§ **TEXT TO READ**

South East Queensland and Northern New South Wales Surf Forecast by Ben Matson (issued Wednesday 12th March)

Best Days: Thurs/Fri: quality trade swell. Sun/Mon: Solid E'ly swell but with varibale conditions (best up north on Saturday, and down south o Sunday). Mon: easing E'ly swell with generally good conditions.

Recap: Strong trade swell with excellent waves across the points in SE Qld/Northern NSW, and great beachies across the Mid North with lighter morning winds. 

This week (Mar 13-14)

No major changes for the rest of the week. The existing trade swell will ease every so slightly through Thursday morning, ahead of a slight pulse through the afternoon and into Friday that'll maintain great waves in most areas. 

The only exception is the Lower Mid North Coast who'll see freshening NE winds on Friday as a change approaches from the west - but we should be somewhat free of this influence on the North Coast (say north of about Coffs) and into SE Qld, where winds will be more E/SE. This will again favour the points for the best waves, as has been the case all week.

This weekend (Mar 15-16)

Long period groundswells aren't a common feature of this region, so the weekend's swell is shaping up to be one of the more interesting events of the year. Unfortunately local winds will spoil proceedings across some coasts.

As has been detailed since last Friday, we've got a broad area of near-stationary trades across the southern Coral Sea, extending into the South Pacific, along with TC Lusi (currently a Cat 2 cyclone, may reach Cat 3 later today).

§ **DATASET ROWS**
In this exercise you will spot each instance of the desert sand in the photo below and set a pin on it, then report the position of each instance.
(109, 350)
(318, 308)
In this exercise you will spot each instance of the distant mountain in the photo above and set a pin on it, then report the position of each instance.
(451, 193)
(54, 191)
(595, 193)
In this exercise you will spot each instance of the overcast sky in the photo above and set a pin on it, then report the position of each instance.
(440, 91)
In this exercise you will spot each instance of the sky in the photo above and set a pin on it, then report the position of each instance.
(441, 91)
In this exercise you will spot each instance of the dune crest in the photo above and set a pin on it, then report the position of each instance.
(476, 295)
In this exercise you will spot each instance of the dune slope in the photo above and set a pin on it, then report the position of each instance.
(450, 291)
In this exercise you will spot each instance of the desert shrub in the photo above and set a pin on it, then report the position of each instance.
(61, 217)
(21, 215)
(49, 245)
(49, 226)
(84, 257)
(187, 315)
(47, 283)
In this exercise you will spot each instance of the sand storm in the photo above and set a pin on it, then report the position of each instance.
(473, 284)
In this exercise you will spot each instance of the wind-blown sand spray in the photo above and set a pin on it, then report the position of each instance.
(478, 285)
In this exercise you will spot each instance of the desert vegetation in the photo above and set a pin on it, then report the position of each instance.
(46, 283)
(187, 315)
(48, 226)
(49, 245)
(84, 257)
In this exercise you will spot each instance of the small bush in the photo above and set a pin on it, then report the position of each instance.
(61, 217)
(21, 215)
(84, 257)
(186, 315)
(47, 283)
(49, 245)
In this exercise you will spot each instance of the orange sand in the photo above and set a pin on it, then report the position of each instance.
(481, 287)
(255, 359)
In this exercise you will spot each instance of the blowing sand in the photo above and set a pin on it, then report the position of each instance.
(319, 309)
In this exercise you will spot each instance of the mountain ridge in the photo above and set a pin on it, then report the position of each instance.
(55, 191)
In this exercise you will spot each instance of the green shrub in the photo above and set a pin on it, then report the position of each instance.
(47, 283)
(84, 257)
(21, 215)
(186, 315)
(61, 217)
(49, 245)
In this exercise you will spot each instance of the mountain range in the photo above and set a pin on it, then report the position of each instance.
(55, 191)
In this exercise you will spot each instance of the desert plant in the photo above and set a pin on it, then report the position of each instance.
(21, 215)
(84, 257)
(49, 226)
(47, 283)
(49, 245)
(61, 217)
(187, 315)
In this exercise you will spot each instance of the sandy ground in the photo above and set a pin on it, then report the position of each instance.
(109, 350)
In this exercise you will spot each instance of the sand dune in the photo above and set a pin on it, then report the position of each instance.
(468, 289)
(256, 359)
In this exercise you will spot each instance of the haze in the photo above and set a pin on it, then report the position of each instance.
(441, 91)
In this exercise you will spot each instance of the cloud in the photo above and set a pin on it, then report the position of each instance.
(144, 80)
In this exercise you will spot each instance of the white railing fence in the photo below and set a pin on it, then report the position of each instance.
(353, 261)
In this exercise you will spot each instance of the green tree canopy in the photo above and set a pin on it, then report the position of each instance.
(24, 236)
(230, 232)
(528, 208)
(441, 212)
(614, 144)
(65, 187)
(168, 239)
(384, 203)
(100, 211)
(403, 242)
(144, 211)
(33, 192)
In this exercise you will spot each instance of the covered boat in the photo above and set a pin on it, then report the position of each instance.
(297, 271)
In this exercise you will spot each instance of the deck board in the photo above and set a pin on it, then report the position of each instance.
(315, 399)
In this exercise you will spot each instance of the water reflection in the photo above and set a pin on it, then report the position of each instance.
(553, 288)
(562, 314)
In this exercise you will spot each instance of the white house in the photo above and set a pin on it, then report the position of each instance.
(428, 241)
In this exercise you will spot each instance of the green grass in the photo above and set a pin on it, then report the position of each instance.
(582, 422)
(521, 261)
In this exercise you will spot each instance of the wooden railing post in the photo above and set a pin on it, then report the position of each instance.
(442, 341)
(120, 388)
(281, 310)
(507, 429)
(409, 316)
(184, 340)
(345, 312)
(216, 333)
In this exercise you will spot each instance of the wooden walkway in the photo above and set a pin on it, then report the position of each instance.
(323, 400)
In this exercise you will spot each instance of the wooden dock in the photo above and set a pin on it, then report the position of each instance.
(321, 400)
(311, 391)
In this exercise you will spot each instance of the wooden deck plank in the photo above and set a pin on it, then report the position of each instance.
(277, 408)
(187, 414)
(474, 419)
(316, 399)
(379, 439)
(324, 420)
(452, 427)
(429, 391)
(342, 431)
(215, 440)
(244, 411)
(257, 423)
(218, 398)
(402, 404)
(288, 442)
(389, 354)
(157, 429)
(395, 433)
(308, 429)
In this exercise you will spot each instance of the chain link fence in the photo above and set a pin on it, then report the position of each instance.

§ **SHORT PROBLEM 1**
According to the surf forecast, what category is TC Lusi currently?
§ **SHORT PROBLEM 2**
List every day of the week that the surf forecast mentions, counting abbreviated forms, with each day listed once.
§ **SHORT PROBLEM 3**
Please update the surf forecast between "Recap: Strong trade" and "lighter morning winds.", inclusive, replacing "excellent" with "superb".

§ **COMPLETE RESPONSE 1**
A Cat 2 cyclone.

§ **COMPLETE RESPONSE 2**
Wednesday, Thursday, Friday, Saturday, Sunday, Monday

§ **COMPLETE RESPONSE 3**
Recap: Strong trade swell with superb waves across the points in SE Qld/Northern NSW, and great beachies across the Mid North with lighter morning winds.